[START INFORMATION SHOWN]

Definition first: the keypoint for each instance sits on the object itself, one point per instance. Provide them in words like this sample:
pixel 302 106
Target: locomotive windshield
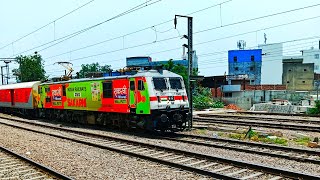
pixel 159 83
pixel 175 83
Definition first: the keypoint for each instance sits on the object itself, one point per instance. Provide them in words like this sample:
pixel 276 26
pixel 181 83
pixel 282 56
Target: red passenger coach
pixel 21 95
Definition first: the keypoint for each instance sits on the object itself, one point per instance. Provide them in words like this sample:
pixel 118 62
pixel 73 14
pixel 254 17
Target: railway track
pixel 297 154
pixel 15 166
pixel 259 118
pixel 264 124
pixel 199 163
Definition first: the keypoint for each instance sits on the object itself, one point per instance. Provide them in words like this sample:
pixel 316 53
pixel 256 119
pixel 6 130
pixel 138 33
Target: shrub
pixel 316 109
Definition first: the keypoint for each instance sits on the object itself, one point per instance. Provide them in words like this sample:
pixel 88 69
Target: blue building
pixel 147 61
pixel 246 62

[END INFORMATION SHOWN]

▸ EXERCISE TASK
Rewrite every entry above, replacing "sample" with "template" and keeping everything else the same. Omit the pictures from your output.

▸ RESPONSE TO THE TASK
Definition first: the keypoint for each instance sits on the object itself, one point per instance. Provide them in words like this template:
pixel 302 106
Target: locomotive windshield
pixel 159 83
pixel 175 83
Definition first: the keypoint for each instance sits on the object itself, one point per instance. Provide them in words like this template:
pixel 276 26
pixel 181 83
pixel 282 56
Target: red passenger coach
pixel 21 95
Definition first: the keypoint for each instance sits on the object itself, one point per instance. Provide them in words like this template:
pixel 118 62
pixel 73 14
pixel 254 17
Target: railway track
pixel 297 154
pixel 15 166
pixel 259 118
pixel 264 124
pixel 199 163
Definition first: the keypoint for each instance sits on the object itself, one point per instance. Provide them in words like this template:
pixel 316 53
pixel 256 119
pixel 6 130
pixel 138 33
Target: shrub
pixel 316 109
Definition first: the keypoint for each instance sits on the object itself, one point per instance. Provide them in words like this template:
pixel 88 69
Target: blue building
pixel 147 61
pixel 246 62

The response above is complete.